- **Written request A**: Reproduce, word for word, the passage of the article on pitcher Ko's comeback with the Giants that begins with the words containing "Ko then returned" and ends with "free agent status.".
- **Written request B**: Resume the article about pitcher Ko's season with the Giants, writing what comes after its final sentence.

- **Selected extract**:
* BEGIN *

Ko then returned to the Giants in 2018 through the second round draft. Due to a disappointing 2018 season, where he picked up two wins, three losses and seven saves with a 6.96 ERA, Ko suffered a pay cut, from 100 million won ($85,000) to 90 million won.

But this season, he’s made a comeback. Ko picked up two wins, seven losses and 15 holds with a 4.76 ERA. By playing in 75 games for the Giants this season, he finally earned his free agent status.

“It’s been really tough,” Ko said. “A lot of my friends retired and became coaches. But I’m glad to be continuing my playing career and I am confident that I can do more.”

Although 36 years is old for a free agent, this season, Ko proved that he is still competitive enough. Of the relief pitchers, he appeared in the most number of games at 75, and his 15 holds were his career high. Looking at his stats, Ko showed strength against left handed batters as he had a hit-against batting average of 0.242. Since the Giants lack left-handed pitchers, Ko’s skills proved crucial.

“Before the start of the season, I prepared thinking that I’ll play in about 70 games, maximum,” Ko said. “I was surprised because I pitched more [innings] than I expected. Our coaching staff gave me advice, telling me to give away home runs instead of walks. Thanks to their advice, I got to increase my number in strikeouts and lower the number of walks.”

Back when Ko was in his 20s, he was able to throw fastballs well above 140 kilometers (87 miles) per hour. However, due to his unstable control, the fans nicknamed him “rollercoaster.” As he got older, Ko started to lose speed in his pitches, but surprisingly, this year, it went up again.

According to statiz.com, a baseball statistic website, Ko’s average speed was 144.1 kilometers per hour this year, a full kilometer faster than in 2018.

“I’ve worked hard on strength,” Ko said. “After games, I didn’t miss the chance for weight lifting.”

* END *

- **Recorded data**:
* BEGIN *

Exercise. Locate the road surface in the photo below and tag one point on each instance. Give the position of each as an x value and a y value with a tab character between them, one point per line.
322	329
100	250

* END *

- **Expected output A**:
Ko then returned to the Giants in 2018 through the second round draft. Due to a disappointing 2018 season, where he picked up two wins, three losses and seven saves with a 6.96 ERA, Ko suffered a pay cut, from 100 million won ($85,000) to 90 million won.

But this season, he’s made a comeback. Ko picked up two wins, seven losses and 15 holds with a 4.76 ERA. By playing in 75 games for the Giants this season, he finally earned his free agent status.

- **Expected output B**:
As he finished his 2019 season successfully, Ko didn’t hesitate to apply for free agency. Although earning free agency means that he can sign with other clubs, Ko hopes to continue playing for the Giants.

“We finished dead last [in 2019],” Ko said. “I feel very sorry to the fans and manager Yang Sang-moon, who resigned during the season. Our team has transformed into a new team. I want to serve the role that our team wants me to. I’m confident that I can throw strong pitches for the next two to three years.”

While the Giants haven’t announced anything regarding the signing of Ko yet, they did announce the signing of two new foreign players for the 2020 season on Friday.

The Giants said they signed pitcher Adrian Sampson and infielder Dixon Machado.

Sampson signed a one-year contract at $839,700 - $339,700 in signing bonus and $500,000 in guaranteed annual salary. After making his major league debut with the Seattle Mariners in 2016, Sampson joined the Rangers off waivers. Playing in the Rangers’ starting rotation and bullpen, Sampson picked up six wins and eight losses with a 5.89 ERA in 35 games.

Machado signed a one-year contract at $600,000 - $200,000 in signing bonus, $300,000 in guaranteed annual salary and $100,000 in incentives. Machado made his major league debut with the Detroit Tigers in 2015 and has played mostly for Triple A teams.

This season, Machado signed a minor league contract with the Chicago Cubs and mostly played for its Triple A affiliate, the Iowa Cubs. Machado played in 102 games for the Iowa Cubs and had a 0.261 batting average with 17 home runs and 65 RBIs.

With the addition of Machado, who plays as shortstop, the Giants are expected to strengthen its infield.